**The task**
Your answer should consist only of the line with "Tag the drinking" and the lines after it, reproduced exactly through the end of the entries below.

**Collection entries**
BEGIN

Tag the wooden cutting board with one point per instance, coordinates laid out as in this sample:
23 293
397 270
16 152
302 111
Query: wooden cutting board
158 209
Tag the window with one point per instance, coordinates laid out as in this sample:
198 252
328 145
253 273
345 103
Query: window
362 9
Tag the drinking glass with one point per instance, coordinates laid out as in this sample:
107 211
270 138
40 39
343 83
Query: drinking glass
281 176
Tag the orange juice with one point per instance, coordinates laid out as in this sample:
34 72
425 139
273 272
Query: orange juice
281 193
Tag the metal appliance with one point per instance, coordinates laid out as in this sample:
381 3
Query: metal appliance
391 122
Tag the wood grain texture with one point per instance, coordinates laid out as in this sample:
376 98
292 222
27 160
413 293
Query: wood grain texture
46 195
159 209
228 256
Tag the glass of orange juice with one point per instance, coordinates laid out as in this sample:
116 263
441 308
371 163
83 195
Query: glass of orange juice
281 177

END

**Task solution**
Tag the drinking glass with one point per instance, coordinates laid out as in this sample:
107 211
270 138
40 39
343 83
Query: drinking glass
281 176
Tag the orange juice with one point per instance, coordinates laid out as in this sample:
34 72
425 139
273 272
Query: orange juice
281 193
Tag the metal appliance with one point per instance, coordinates laid out as in this sample:
381 3
Query: metal appliance
391 122
Tag the wood grain texture with one point per instance, coordinates laid out as in this sample:
376 98
292 222
27 160
413 293
Query: wood grain texture
46 195
159 209
228 256
Tag the glass of orange juice with one point per instance, coordinates laid out as in this sample:
116 263
441 308
371 163
83 195
Query: glass of orange juice
281 177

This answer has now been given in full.